* [Aim of the task]: Supply the number of lines in the data below that hold "white", and let that number be the whole answer.
Top of Records to use
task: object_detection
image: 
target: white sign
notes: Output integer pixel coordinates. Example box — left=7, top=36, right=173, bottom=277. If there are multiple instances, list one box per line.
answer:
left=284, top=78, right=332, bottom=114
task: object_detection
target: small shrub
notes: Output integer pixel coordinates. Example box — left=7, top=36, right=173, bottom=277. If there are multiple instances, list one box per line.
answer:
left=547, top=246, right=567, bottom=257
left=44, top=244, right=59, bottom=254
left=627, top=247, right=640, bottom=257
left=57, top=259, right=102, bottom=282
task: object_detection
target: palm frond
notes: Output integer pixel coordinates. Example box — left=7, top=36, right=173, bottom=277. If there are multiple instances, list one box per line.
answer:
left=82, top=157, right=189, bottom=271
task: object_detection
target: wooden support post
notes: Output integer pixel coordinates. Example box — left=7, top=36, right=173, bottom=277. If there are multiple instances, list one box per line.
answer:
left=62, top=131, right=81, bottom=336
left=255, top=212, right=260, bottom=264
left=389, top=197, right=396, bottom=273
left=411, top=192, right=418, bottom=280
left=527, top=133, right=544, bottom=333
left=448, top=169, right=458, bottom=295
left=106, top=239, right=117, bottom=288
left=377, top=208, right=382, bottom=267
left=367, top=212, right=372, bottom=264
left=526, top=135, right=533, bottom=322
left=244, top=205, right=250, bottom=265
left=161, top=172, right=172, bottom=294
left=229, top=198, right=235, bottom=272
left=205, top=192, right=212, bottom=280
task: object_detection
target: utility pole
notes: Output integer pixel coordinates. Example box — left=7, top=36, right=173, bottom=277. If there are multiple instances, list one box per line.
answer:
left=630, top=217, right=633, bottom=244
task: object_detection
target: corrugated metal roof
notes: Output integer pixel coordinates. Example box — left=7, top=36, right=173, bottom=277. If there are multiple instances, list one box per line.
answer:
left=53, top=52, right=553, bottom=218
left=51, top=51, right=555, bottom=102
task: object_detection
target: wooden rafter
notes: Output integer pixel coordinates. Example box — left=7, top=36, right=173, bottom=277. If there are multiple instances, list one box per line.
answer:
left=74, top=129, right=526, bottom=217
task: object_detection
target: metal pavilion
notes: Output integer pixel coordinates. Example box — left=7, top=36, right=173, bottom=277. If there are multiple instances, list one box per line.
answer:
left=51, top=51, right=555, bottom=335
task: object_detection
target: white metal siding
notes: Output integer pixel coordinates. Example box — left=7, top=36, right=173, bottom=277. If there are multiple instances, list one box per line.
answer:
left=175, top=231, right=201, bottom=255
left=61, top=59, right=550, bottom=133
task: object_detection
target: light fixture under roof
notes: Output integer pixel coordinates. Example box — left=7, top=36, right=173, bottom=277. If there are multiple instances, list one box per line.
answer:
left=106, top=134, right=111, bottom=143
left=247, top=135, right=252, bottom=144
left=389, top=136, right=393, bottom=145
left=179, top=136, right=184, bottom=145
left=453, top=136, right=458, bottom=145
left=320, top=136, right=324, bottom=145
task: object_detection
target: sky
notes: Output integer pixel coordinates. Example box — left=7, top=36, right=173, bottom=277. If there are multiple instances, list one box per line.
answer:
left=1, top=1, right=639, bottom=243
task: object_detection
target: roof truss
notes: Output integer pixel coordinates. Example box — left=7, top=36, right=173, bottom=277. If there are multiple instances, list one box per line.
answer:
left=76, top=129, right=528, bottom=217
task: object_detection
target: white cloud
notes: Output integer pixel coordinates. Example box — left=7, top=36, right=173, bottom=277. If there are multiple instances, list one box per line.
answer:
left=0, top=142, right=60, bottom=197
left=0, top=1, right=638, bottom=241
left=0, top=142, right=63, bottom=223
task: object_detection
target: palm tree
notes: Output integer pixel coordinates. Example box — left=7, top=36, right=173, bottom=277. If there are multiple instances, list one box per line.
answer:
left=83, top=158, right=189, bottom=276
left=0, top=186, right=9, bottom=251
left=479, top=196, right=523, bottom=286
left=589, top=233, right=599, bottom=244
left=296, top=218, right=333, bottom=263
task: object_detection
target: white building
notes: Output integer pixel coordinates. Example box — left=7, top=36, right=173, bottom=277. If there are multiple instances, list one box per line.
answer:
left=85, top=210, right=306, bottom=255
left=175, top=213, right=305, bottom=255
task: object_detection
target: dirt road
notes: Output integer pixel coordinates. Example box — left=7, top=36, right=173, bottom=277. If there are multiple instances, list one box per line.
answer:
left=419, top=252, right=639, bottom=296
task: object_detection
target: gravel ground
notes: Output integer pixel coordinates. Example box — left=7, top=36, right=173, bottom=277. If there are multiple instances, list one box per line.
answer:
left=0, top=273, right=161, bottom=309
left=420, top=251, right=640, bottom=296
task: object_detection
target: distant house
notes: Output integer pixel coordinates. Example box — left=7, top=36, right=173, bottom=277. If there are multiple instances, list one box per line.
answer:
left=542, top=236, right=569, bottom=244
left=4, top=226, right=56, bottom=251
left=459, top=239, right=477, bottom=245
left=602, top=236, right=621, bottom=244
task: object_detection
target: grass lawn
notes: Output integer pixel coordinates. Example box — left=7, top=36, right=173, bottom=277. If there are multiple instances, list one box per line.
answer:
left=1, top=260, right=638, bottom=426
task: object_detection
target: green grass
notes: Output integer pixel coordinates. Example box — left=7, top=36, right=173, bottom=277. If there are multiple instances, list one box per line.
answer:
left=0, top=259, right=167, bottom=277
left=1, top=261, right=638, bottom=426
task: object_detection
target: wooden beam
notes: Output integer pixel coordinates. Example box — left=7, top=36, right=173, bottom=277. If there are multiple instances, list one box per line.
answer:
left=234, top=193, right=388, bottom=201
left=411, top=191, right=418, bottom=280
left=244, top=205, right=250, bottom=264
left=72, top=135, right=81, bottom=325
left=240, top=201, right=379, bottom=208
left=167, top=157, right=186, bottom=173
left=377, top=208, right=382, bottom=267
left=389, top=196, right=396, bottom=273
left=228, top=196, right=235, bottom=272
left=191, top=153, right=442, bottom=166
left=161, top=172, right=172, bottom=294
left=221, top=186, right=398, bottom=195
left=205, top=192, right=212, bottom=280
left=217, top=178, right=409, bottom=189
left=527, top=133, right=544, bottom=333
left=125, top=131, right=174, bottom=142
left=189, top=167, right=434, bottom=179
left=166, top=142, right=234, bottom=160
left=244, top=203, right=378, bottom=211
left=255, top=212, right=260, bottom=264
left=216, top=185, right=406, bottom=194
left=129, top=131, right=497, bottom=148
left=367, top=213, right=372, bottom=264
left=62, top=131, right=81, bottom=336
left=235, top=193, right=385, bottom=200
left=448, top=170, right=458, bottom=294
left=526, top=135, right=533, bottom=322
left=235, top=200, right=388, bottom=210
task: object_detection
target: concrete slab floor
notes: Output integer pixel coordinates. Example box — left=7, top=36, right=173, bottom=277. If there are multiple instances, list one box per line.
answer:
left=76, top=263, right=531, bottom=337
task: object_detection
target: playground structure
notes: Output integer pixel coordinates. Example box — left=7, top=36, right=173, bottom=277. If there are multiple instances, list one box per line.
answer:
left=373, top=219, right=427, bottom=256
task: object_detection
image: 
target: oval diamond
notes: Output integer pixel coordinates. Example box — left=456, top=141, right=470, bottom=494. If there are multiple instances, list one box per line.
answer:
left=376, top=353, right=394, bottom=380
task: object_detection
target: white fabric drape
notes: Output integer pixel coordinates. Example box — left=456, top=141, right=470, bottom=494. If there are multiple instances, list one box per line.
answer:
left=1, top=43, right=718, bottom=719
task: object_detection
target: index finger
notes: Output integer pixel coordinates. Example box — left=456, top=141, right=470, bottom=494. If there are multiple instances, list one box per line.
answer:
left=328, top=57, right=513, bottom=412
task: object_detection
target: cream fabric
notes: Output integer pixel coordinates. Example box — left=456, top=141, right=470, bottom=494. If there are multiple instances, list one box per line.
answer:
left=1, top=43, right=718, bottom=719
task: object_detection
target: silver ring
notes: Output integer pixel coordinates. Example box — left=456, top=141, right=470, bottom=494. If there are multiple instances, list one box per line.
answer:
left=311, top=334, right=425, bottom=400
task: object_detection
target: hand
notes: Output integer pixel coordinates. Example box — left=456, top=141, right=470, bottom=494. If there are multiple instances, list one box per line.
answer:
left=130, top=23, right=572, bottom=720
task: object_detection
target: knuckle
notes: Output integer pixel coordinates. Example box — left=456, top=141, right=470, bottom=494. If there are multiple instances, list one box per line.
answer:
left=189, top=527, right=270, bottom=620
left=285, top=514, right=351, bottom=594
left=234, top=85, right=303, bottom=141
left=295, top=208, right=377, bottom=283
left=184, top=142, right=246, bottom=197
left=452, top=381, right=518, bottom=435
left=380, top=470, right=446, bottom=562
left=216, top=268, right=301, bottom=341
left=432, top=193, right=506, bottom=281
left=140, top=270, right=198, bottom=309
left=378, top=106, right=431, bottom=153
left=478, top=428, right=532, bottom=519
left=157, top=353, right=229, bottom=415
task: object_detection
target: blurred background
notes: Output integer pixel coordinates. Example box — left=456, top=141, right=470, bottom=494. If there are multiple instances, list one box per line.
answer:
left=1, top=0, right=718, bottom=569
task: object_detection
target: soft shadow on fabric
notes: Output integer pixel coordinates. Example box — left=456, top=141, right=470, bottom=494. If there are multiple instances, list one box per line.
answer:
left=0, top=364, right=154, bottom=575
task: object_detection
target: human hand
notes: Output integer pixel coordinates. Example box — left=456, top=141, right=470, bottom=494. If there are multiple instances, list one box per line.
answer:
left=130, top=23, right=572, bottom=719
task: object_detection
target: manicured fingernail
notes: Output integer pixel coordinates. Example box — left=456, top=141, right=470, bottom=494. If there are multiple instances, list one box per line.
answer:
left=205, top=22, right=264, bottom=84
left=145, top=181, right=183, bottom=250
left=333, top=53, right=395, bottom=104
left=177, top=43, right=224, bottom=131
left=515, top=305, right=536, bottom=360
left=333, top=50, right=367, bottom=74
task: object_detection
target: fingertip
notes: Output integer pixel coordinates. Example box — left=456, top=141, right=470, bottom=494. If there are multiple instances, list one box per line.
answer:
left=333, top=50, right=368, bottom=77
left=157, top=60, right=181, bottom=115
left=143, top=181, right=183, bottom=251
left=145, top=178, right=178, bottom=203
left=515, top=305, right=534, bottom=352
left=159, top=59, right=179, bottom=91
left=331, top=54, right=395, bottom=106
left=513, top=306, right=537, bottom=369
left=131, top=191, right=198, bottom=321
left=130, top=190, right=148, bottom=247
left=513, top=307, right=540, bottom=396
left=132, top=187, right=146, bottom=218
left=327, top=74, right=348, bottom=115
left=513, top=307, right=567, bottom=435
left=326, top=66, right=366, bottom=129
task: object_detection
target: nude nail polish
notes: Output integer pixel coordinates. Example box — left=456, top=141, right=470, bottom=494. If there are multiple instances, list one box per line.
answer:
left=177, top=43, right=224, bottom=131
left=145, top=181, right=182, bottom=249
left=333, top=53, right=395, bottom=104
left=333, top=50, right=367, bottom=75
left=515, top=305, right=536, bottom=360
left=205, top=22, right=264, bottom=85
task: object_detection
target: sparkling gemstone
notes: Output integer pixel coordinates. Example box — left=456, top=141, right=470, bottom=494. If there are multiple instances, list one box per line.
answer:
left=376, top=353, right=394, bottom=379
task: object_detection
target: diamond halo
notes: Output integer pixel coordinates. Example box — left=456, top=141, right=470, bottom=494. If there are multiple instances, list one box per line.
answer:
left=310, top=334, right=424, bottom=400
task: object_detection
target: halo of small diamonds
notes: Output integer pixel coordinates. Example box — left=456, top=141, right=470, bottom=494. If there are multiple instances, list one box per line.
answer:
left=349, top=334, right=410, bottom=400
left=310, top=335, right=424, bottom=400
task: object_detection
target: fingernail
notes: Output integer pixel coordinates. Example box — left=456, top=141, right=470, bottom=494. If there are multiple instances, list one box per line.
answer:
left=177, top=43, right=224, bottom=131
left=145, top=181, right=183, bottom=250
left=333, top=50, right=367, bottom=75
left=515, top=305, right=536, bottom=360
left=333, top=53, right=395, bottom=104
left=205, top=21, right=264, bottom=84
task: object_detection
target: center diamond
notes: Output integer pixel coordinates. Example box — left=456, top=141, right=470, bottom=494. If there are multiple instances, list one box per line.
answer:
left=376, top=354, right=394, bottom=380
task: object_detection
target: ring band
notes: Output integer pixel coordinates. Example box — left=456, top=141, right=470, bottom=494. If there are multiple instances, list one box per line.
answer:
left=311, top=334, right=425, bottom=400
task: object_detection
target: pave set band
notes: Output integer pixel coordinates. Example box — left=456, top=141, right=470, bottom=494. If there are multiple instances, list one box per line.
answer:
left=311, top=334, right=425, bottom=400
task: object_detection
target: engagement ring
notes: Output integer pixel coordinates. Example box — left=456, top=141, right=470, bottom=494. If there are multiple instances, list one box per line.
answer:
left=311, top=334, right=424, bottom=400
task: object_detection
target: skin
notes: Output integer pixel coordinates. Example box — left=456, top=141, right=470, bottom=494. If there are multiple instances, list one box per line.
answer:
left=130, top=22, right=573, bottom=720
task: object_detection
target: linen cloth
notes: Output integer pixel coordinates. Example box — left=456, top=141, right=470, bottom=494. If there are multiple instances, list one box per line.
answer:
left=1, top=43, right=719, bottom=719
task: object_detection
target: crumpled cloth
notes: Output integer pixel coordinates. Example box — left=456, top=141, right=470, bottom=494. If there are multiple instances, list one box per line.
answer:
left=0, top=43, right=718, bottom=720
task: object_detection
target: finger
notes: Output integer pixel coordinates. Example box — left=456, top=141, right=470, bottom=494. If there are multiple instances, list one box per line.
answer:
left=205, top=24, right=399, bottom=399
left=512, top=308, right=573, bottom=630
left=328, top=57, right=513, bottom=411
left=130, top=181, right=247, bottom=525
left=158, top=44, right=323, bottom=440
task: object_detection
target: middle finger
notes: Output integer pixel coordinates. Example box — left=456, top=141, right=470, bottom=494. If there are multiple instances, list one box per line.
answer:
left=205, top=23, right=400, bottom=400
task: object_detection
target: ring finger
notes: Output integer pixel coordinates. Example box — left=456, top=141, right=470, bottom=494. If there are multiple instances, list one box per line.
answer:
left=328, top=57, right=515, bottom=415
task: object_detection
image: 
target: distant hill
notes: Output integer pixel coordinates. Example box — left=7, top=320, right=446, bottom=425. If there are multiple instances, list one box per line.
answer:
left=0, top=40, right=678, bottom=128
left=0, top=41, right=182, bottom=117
Bottom of Records to use
* [Task response]: 5